* _Your task_:
Report every line in the rows below that contains the string "prompts". Case counts.

* _Input data_:
•••
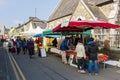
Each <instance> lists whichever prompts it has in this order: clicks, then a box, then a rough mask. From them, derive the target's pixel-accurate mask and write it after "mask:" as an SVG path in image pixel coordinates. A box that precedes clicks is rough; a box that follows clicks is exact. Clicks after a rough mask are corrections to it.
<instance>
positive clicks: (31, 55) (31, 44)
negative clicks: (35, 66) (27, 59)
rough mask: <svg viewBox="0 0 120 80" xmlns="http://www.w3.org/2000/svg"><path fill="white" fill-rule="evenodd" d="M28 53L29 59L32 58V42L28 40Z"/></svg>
mask: <svg viewBox="0 0 120 80" xmlns="http://www.w3.org/2000/svg"><path fill="white" fill-rule="evenodd" d="M27 47H28V51H29V57H30V58H32V56H33V54H34V40H33V39H32V38H30V39H29V40H28V43H27Z"/></svg>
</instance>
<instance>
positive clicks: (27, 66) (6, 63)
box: [0, 48, 120, 80]
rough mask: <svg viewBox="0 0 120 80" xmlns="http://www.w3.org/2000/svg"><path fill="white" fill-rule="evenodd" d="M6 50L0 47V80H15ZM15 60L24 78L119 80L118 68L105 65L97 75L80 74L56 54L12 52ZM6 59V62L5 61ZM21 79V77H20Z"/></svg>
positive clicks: (71, 66)
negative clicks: (58, 56)
mask: <svg viewBox="0 0 120 80" xmlns="http://www.w3.org/2000/svg"><path fill="white" fill-rule="evenodd" d="M7 54H8V53H7V51H6V50H5V49H4V48H0V80H17V79H14V78H13V77H11V76H13V75H11V73H12V74H13V73H14V71H13V70H10V69H11V67H7V66H9V65H11V64H10V63H9V61H8V60H9V58H8V55H7ZM12 56H13V57H14V59H15V61H16V62H17V64H18V66H19V69H20V71H21V74H23V75H24V76H25V78H24V80H120V68H118V67H114V66H109V65H108V66H107V68H106V69H103V68H101V67H100V68H99V75H97V76H95V75H94V74H92V75H91V76H90V75H88V74H80V73H78V72H77V68H75V67H73V66H70V65H65V64H63V63H62V62H61V58H60V57H58V56H57V55H56V54H47V57H44V58H41V57H38V55H37V54H36V55H34V56H33V58H32V59H30V58H29V56H28V54H25V55H24V54H23V53H21V54H20V55H17V54H16V53H14V54H12ZM6 60H7V63H6ZM20 80H23V79H20Z"/></svg>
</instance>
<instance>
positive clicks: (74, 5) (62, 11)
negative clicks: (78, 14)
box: [48, 0, 79, 22]
mask: <svg viewBox="0 0 120 80" xmlns="http://www.w3.org/2000/svg"><path fill="white" fill-rule="evenodd" d="M78 3H79V0H61V2H60V3H59V4H58V6H57V8H56V10H55V11H54V12H53V14H52V15H51V16H50V17H49V19H48V22H49V21H52V20H55V19H58V18H62V17H64V16H68V15H72V14H73V12H74V11H75V9H76V7H77V5H78Z"/></svg>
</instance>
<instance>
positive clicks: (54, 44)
mask: <svg viewBox="0 0 120 80" xmlns="http://www.w3.org/2000/svg"><path fill="white" fill-rule="evenodd" d="M52 43H53V46H54V47H57V43H58V42H57V39H56V38H55V39H54V40H53V41H52Z"/></svg>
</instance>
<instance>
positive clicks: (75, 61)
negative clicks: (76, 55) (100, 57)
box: [72, 56, 77, 65]
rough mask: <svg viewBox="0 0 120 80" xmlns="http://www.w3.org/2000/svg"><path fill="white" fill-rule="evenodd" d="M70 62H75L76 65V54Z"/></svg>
mask: <svg viewBox="0 0 120 80" xmlns="http://www.w3.org/2000/svg"><path fill="white" fill-rule="evenodd" d="M72 64H75V65H77V60H76V56H74V57H73V61H72Z"/></svg>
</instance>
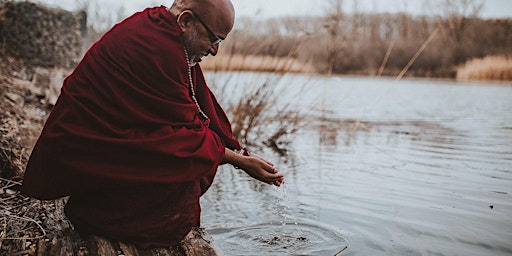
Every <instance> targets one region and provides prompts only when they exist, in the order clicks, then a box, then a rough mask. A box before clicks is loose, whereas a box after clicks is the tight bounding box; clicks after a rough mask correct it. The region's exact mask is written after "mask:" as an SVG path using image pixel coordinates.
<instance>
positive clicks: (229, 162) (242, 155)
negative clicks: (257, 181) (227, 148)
mask: <svg viewBox="0 0 512 256" xmlns="http://www.w3.org/2000/svg"><path fill="white" fill-rule="evenodd" d="M224 160H225V162H227V163H230V164H232V165H233V166H235V167H238V168H240V169H242V170H244V171H245V172H246V173H247V174H249V176H251V177H253V178H254V179H257V180H259V181H262V182H265V183H268V184H271V185H275V186H278V187H279V186H281V184H283V182H284V175H283V174H281V173H279V171H278V170H277V169H276V168H275V166H274V164H273V163H271V162H269V161H267V160H265V159H263V158H262V157H260V156H258V155H256V154H250V155H249V156H243V155H239V154H236V153H235V152H233V151H231V150H229V149H226V155H225V157H224Z"/></svg>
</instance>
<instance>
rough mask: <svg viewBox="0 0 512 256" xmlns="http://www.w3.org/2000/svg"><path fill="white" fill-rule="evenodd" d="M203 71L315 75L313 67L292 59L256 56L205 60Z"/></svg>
mask: <svg viewBox="0 0 512 256" xmlns="http://www.w3.org/2000/svg"><path fill="white" fill-rule="evenodd" d="M201 67H202V68H203V69H205V70H212V71H225V70H230V71H258V72H279V73H285V72H286V73H316V72H317V70H316V68H315V67H314V66H312V65H310V64H307V63H303V62H300V61H299V60H297V59H294V58H280V57H273V56H268V55H264V56H257V55H241V54H234V55H229V54H226V55H219V56H215V57H214V58H212V57H210V58H205V59H204V61H203V62H202V63H201Z"/></svg>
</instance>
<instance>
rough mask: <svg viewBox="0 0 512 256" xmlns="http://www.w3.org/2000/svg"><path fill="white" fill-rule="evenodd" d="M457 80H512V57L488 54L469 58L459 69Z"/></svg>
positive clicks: (503, 80)
mask: <svg viewBox="0 0 512 256" xmlns="http://www.w3.org/2000/svg"><path fill="white" fill-rule="evenodd" d="M457 80H501V81H512V57H510V56H487V57H484V58H476V59H472V60H469V61H468V62H466V63H465V64H464V65H463V66H461V67H460V68H459V69H458V70H457Z"/></svg>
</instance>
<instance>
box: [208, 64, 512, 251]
mask: <svg viewBox="0 0 512 256" xmlns="http://www.w3.org/2000/svg"><path fill="white" fill-rule="evenodd" d="M206 76H207V79H208V80H210V82H211V83H213V84H215V86H220V87H222V89H223V90H224V91H236V92H240V93H242V92H244V91H246V90H247V89H248V88H250V87H252V86H254V85H256V84H258V83H261V82H262V81H264V82H270V83H274V84H275V95H277V96H278V97H277V99H278V102H277V103H276V105H279V106H283V105H287V106H289V108H292V109H296V110H300V111H301V112H302V113H303V116H304V119H305V120H304V123H305V124H306V125H303V126H301V129H299V131H298V132H297V133H295V134H293V135H292V136H291V137H290V138H289V139H290V140H291V141H292V143H291V144H290V145H289V146H288V148H289V151H290V152H291V154H290V155H289V156H288V157H286V158H282V157H279V156H277V155H275V154H272V153H271V152H265V150H262V151H263V152H258V153H261V154H263V155H265V156H266V157H268V158H269V159H270V160H272V161H273V162H274V163H276V165H277V167H278V169H279V170H280V171H281V172H283V173H284V174H285V179H286V181H285V182H286V183H285V185H284V186H283V187H281V188H275V187H271V186H267V185H265V184H262V183H259V182H257V181H254V180H252V179H251V178H249V177H248V176H247V175H246V174H245V173H243V172H241V171H240V170H236V169H234V168H232V167H229V166H223V167H222V168H220V169H219V171H218V174H217V176H216V180H215V183H214V184H213V186H212V187H211V188H210V190H209V191H208V192H207V193H206V194H205V195H204V196H203V198H202V199H201V204H202V208H203V212H202V226H203V227H204V228H205V229H206V230H207V232H209V233H210V234H211V235H212V236H213V238H214V243H215V244H216V245H217V247H218V248H219V251H221V253H223V254H225V255H446V256H452V255H482V256H486V255H512V86H510V84H485V83H455V82H451V81H427V80H401V81H394V80H392V79H376V78H361V77H324V76H304V75H285V76H277V78H276V75H264V74H256V73H230V74H228V73H208V74H206ZM272 76H274V77H272ZM269 77H270V78H269ZM234 95H236V93H234ZM233 97H235V96H233ZM235 98H236V97H235Z"/></svg>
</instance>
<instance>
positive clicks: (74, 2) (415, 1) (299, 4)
mask: <svg viewBox="0 0 512 256" xmlns="http://www.w3.org/2000/svg"><path fill="white" fill-rule="evenodd" d="M36 1H37V2H41V3H45V4H48V5H51V6H56V7H60V8H63V9H66V10H76V9H78V8H79V6H80V3H83V2H88V3H89V4H91V3H94V2H97V3H101V8H100V9H101V10H102V11H103V12H108V11H111V12H119V10H122V12H124V14H125V15H126V16H128V15H129V14H132V13H134V12H136V11H139V10H142V9H144V8H145V7H150V6H156V5H165V6H170V5H171V3H172V0H132V1H126V0H96V1H94V0H93V1H87V0H36ZM425 1H426V0H344V2H345V9H346V11H347V12H351V11H353V10H354V9H355V8H354V3H355V2H357V7H358V10H360V11H363V12H407V13H411V14H414V15H418V14H428V13H426V11H427V10H434V11H435V9H436V8H435V6H434V7H430V8H426V7H425V4H424V2H425ZM430 1H431V2H435V1H436V0H430ZM232 2H233V4H234V6H235V9H236V12H237V16H238V17H244V16H248V17H260V18H269V17H281V16H291V15H293V16H307V15H321V14H323V13H325V11H326V9H327V6H328V3H329V1H328V0H232ZM483 2H484V8H483V9H482V11H481V13H480V14H481V15H480V17H482V18H503V17H508V18H512V0H483ZM98 5H99V4H98ZM121 8H122V9H121Z"/></svg>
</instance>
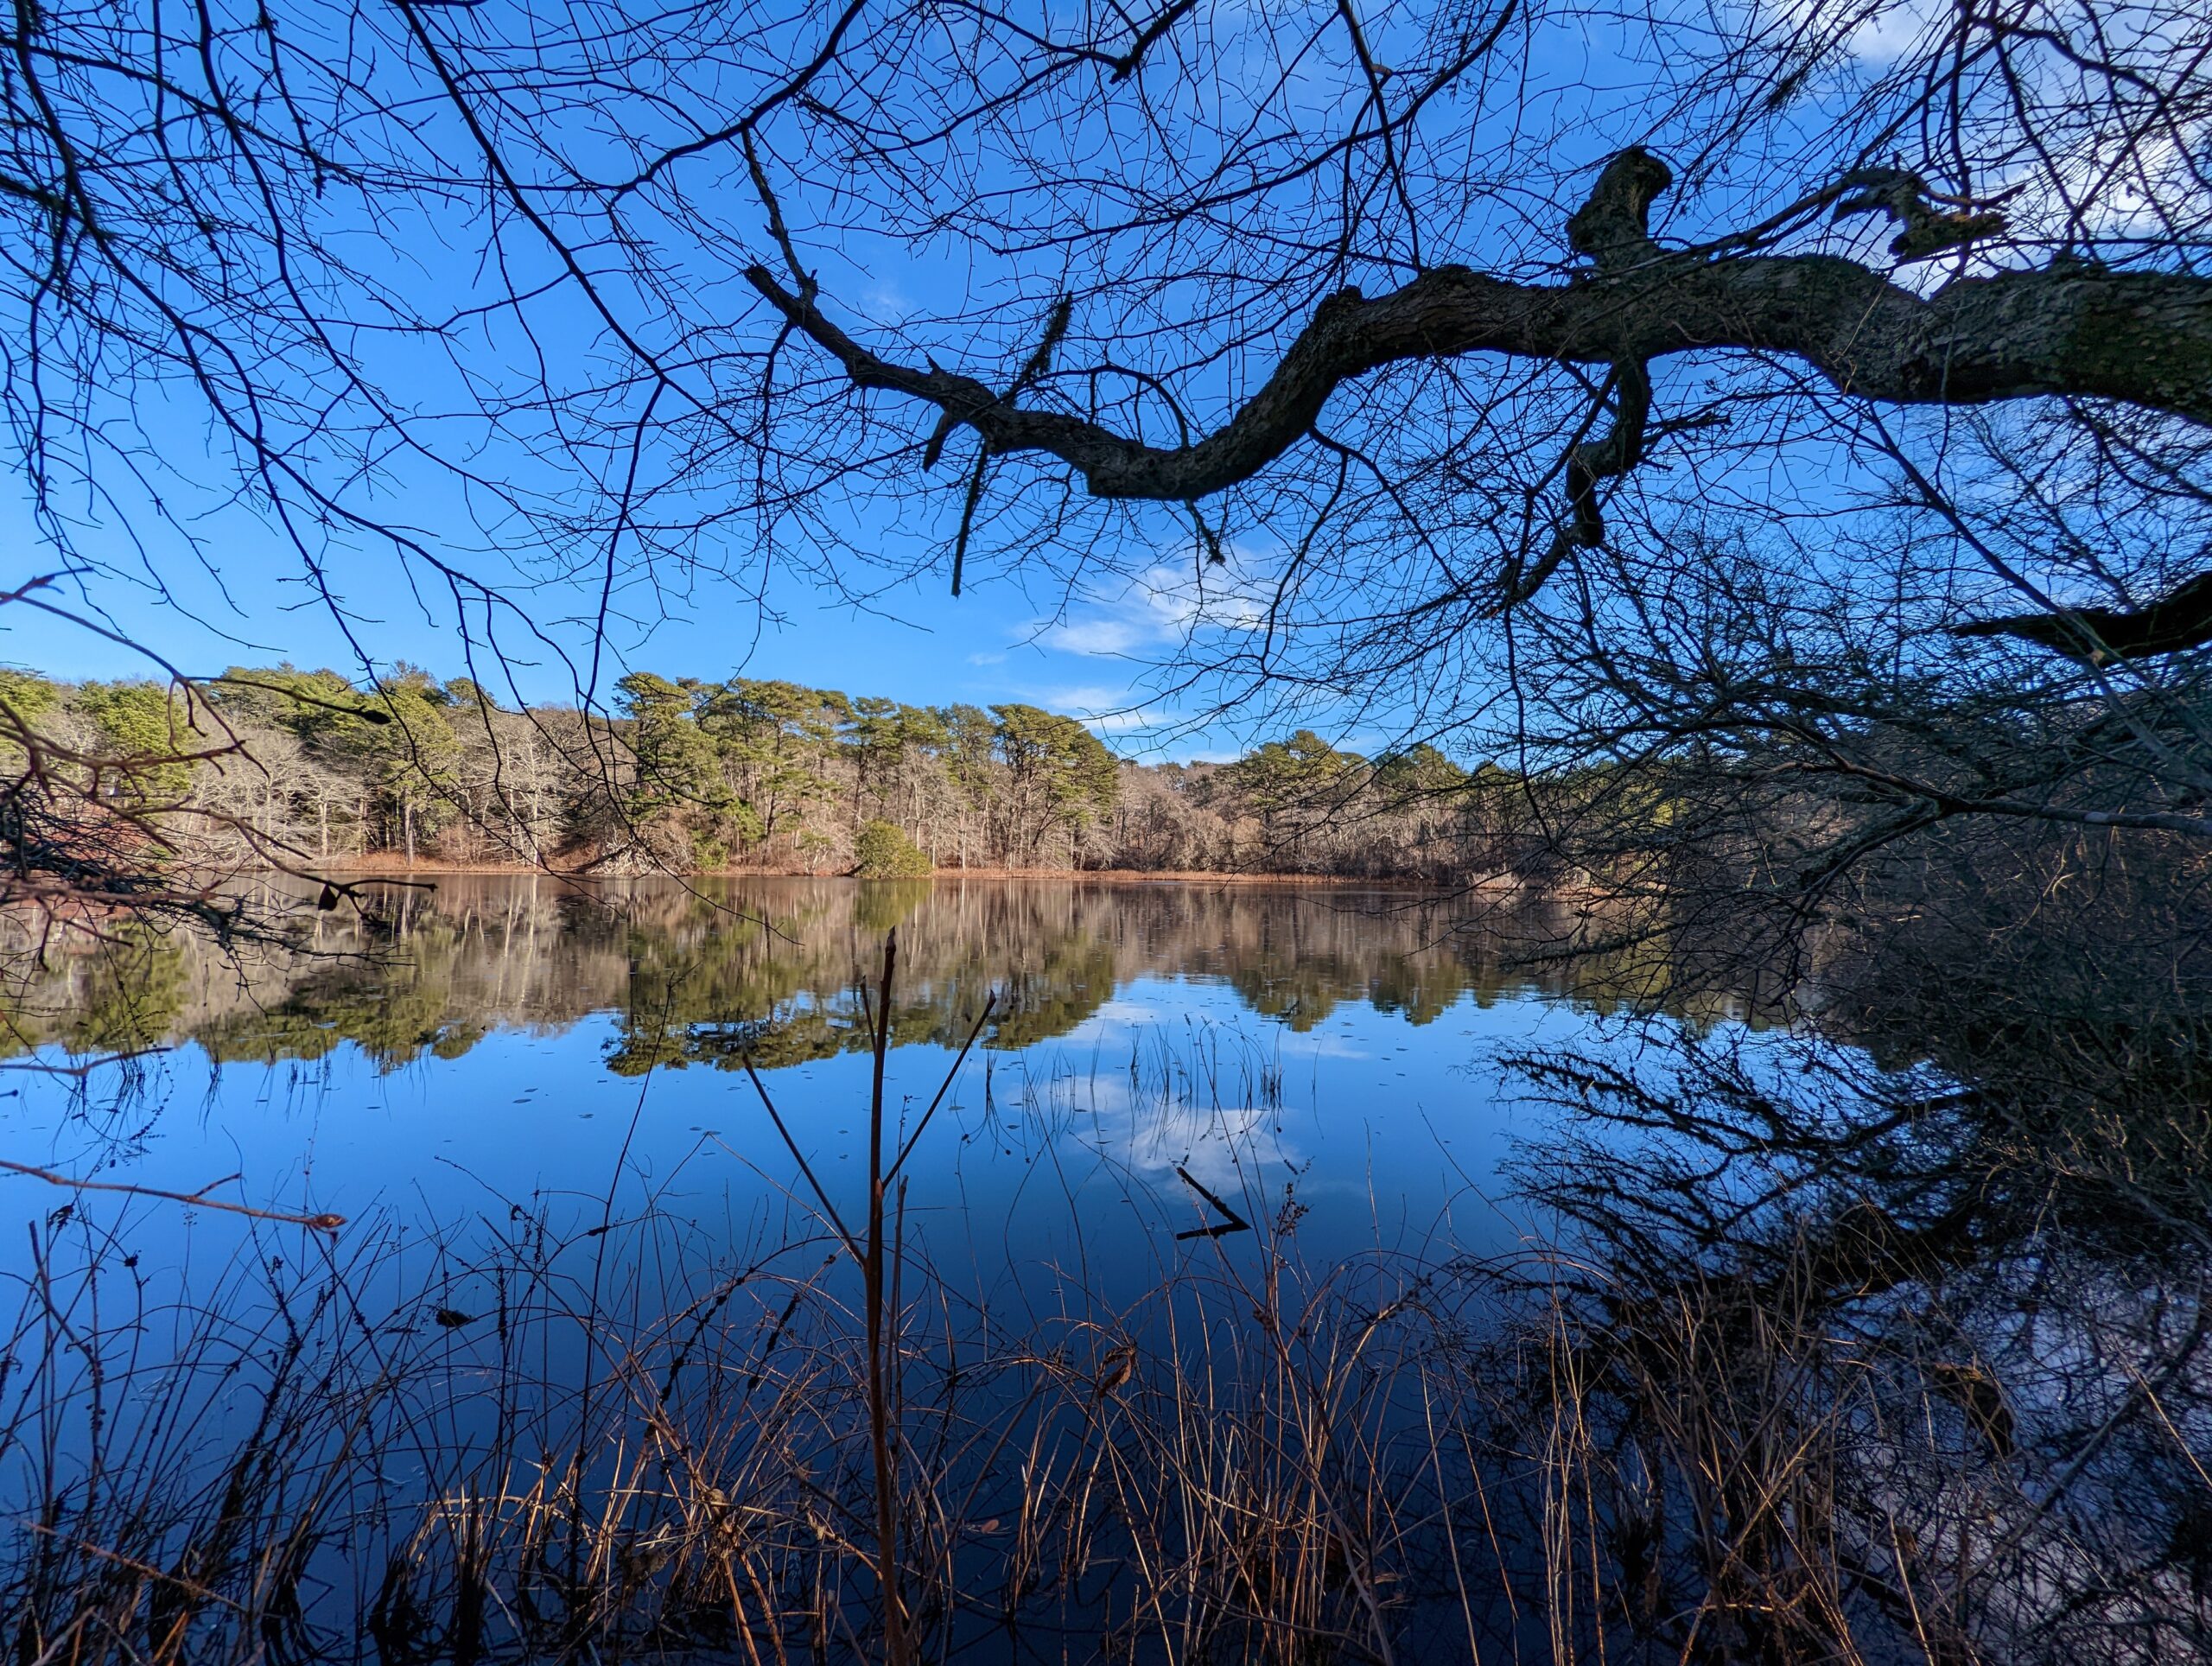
•••
* _Result of the task_:
Each <instance> lists whichever prompts it has in this order: clicks, then a box, then a rough mask. From them, derive the target's pixel-accurate mask and write it after "mask:" as an SVG path in image pixel coordinates. A box that precedes clicks is rough; a box that follows clicks is exact. Clicks after a rough mask are corrections to it.
Every <instance> targets one region and provides prompts only when they exist, in the order clicks, then a box, then a rough mask. A box before clicks is loose, whereas a box after clicks is the tight bounding box; clicks after a rough mask correct it. The region's exact mask is written after "mask:" as an SVG path using image pixel coordinates.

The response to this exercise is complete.